#### Supplied data:
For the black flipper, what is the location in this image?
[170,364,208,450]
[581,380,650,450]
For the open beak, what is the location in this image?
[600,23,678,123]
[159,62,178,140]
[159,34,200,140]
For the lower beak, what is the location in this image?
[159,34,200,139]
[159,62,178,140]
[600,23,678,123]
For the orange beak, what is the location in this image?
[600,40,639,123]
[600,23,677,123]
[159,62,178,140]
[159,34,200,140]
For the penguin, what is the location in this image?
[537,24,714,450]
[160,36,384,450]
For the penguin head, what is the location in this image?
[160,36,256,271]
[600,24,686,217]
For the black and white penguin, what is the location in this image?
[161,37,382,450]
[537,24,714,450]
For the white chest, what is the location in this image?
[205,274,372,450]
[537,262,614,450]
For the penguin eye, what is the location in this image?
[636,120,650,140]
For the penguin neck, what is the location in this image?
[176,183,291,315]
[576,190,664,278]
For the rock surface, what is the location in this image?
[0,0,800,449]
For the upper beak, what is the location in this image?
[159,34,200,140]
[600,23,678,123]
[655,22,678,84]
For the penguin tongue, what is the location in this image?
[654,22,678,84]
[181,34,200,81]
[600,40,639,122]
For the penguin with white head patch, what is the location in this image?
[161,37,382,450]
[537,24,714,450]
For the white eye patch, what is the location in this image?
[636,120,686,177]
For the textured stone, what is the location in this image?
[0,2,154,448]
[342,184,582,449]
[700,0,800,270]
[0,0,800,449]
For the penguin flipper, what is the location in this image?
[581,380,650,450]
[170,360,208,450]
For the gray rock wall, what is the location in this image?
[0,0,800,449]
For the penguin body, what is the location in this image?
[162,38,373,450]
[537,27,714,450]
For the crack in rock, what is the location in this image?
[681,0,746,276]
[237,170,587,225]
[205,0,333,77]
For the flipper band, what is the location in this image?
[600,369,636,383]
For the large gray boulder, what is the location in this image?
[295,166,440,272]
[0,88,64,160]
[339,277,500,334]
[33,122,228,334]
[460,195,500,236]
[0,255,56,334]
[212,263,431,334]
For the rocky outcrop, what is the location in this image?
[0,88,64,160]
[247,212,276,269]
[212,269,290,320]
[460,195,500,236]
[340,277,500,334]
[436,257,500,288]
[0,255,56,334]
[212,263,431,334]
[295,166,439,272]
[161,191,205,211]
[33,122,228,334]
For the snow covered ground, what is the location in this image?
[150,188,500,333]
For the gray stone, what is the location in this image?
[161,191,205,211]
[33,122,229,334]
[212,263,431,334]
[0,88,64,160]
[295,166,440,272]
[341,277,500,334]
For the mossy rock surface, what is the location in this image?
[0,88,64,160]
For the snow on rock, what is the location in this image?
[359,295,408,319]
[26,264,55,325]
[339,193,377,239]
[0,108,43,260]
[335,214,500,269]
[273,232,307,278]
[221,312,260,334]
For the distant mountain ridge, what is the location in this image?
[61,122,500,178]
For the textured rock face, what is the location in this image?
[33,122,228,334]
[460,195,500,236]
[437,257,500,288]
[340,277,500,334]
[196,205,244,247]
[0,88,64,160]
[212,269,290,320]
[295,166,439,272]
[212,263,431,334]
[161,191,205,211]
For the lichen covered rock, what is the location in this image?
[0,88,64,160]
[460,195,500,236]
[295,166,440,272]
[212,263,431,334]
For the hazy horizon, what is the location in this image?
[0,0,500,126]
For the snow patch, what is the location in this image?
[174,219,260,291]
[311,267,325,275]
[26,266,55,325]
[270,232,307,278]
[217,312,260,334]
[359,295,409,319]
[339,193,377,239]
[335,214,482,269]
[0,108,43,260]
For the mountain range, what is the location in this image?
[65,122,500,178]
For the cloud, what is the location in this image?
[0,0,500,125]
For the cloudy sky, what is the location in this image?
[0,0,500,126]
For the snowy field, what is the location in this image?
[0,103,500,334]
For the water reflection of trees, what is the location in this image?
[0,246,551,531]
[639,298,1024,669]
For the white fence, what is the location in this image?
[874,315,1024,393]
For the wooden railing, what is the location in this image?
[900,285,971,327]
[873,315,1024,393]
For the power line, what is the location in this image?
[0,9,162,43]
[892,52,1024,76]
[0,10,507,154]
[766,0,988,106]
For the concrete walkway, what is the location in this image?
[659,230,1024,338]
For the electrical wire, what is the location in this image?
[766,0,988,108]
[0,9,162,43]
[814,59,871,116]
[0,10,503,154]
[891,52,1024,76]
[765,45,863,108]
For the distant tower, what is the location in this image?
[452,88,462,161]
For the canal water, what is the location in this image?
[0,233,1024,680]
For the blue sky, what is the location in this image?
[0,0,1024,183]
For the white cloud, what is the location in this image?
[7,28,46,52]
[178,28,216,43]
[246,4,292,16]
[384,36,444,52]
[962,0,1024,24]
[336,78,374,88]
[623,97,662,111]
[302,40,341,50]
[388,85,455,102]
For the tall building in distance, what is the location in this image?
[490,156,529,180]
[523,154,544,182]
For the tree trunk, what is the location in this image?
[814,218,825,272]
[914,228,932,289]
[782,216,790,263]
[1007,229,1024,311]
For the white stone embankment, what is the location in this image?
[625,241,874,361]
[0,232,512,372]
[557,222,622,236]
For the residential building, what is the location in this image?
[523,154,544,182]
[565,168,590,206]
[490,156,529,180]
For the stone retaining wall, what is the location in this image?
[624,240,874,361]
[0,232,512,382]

#### Problem to solve:
In every line of the material, change "location" to "position" and leave everything else as it is.

#### Solved problem:
For the black flipper, what is the position in this image?
[170,364,208,450]
[581,380,650,450]
For the open beak, what is the position in this image?
[600,23,678,123]
[159,62,178,140]
[159,34,200,140]
For the lower beak, what is the position in this image?
[159,34,200,139]
[159,62,178,140]
[600,23,678,123]
For the orange beak, what is the position in this image?
[600,40,639,123]
[600,23,677,123]
[159,62,178,140]
[159,34,200,140]
For the penguin, what is the position in this image?
[537,24,714,450]
[160,36,384,450]
For the penguin head, what is the position in this image?
[160,36,256,271]
[600,24,686,217]
For the black and white penguin, what is the position in this image?
[161,37,382,450]
[537,24,714,450]
For the white chest, what is the position in this image?
[205,274,372,450]
[537,262,614,450]
For the penguin eye, what is the position in this image?
[636,120,650,140]
For the penguin neck, what is the position in this image?
[176,183,291,315]
[576,190,664,278]
For the rock surface, what is the position in this image?
[0,0,800,449]
For the upper beak, what is the position in this image?
[159,34,200,140]
[600,23,678,123]
[655,22,678,84]
For the penguin tongue, what is the position in this image?
[654,22,678,84]
[181,34,200,81]
[600,40,639,122]
For the penguin with white head patch, what is the position in this image?
[161,37,382,450]
[537,24,714,450]
For the white eye patch, what is the position in this image?
[636,120,686,177]
For the textured stone, what is the position in this image?
[0,2,154,448]
[342,184,582,449]
[700,0,800,270]
[0,0,800,449]
For the penguin flipper, what is the position in this image?
[581,380,650,450]
[170,360,208,450]
For the gray rock wall, what is the position in this image?
[0,0,800,449]
For the penguin body, what is the position in this image?
[162,38,373,450]
[537,27,714,450]
For the crack in rock, what is the position in this image?
[681,0,746,276]
[237,170,587,225]
[205,0,333,77]
For the flipper band, what is the position in this image?
[600,369,636,383]
For the large gray boulder, what is the position in this image?
[295,166,440,272]
[0,88,64,160]
[339,277,500,334]
[33,122,228,334]
[460,195,500,236]
[0,255,56,334]
[212,263,431,334]
For the rocky outcrop, what is the position in this image?
[0,88,64,160]
[247,212,276,269]
[212,269,290,320]
[460,195,500,236]
[340,277,500,334]
[436,257,500,288]
[0,255,56,334]
[212,263,431,334]
[295,166,439,272]
[161,191,205,211]
[33,122,228,334]
For the snow covered ground, what is the position in this image?
[150,188,500,333]
For the gray stone, what is the position in this image?
[161,191,205,211]
[33,122,229,334]
[212,263,431,334]
[0,88,64,160]
[295,166,440,272]
[341,277,500,334]
For the mossy rock surface, what is the position in this image?
[0,88,64,160]
For the snow on rock, what is the position in this image?
[359,295,408,319]
[26,264,55,325]
[339,193,377,239]
[0,108,43,260]
[335,214,500,269]
[273,232,307,278]
[221,312,260,334]
For the distant mountain ridge, what is the position in this image?
[61,122,500,178]
For the textured rock face, what is the position in this image?
[33,122,228,334]
[460,195,500,236]
[437,257,500,288]
[340,277,500,334]
[196,205,244,247]
[0,88,64,160]
[212,269,290,320]
[295,166,439,272]
[212,263,431,334]
[161,191,205,211]
For the lichen covered rock, what is the position in this image?
[0,88,64,160]
[460,195,500,236]
[295,166,440,272]
[212,263,431,334]
For the hazy horizon, what is the position in this image?
[0,0,500,126]
For the snow patch, what is the position in this image?
[174,219,260,291]
[311,267,325,275]
[26,266,55,325]
[270,232,307,278]
[217,312,260,334]
[359,295,409,319]
[339,193,377,239]
[335,214,482,269]
[0,108,43,260]
For the mountain range, what is the position in this image?
[65,122,500,178]
For the cloud, what is the position in this image?
[0,0,500,125]
For the cloudy sky, what is the position in this image?
[0,0,500,126]
For the snowy field, what is the position in this image?
[0,103,500,334]
For the water reflection of trees, what is the position in this image?
[0,246,551,531]
[639,298,1024,669]
For the white fence, what is the position in this image?
[874,315,1024,393]
For the wooden railing, what is the position in this image?
[900,285,971,327]
[873,315,1024,393]
For the power line, what is the position in this image?
[0,9,162,43]
[892,52,1024,76]
[0,10,507,154]
[766,0,988,106]
For the concrete walkway, what is the position in this image?
[659,230,1024,338]
For the electrical wire, what is the position in this image?
[766,0,988,108]
[0,9,162,43]
[814,59,871,116]
[0,10,503,154]
[891,52,1024,76]
[765,45,863,108]
For the distant tower, what is the position in this image?
[452,88,462,161]
For the canal water, what is the position in this image?
[0,233,1024,680]
For the blue sky, what is the position in this image?
[0,0,1024,183]
For the white cloud, what is the position in this image?
[7,28,46,52]
[178,28,216,43]
[246,4,292,16]
[384,36,444,52]
[962,0,1024,24]
[336,78,374,88]
[623,97,662,111]
[302,40,341,50]
[388,85,455,102]
For the tall building in distance, what is the position in this image?
[490,156,529,180]
[523,154,544,182]
For the tree trunk, what is the position in this image?
[814,218,825,272]
[914,228,932,289]
[782,216,790,263]
[1007,229,1024,311]
For the white stone embankment, what is the position in this image?
[625,241,874,361]
[0,232,512,372]
[557,222,622,236]
For the residential building, what is the position in this image?
[523,154,544,182]
[565,168,590,206]
[490,156,529,180]
For the stone retaining wall, what is the position in this image?
[624,240,874,361]
[0,232,512,382]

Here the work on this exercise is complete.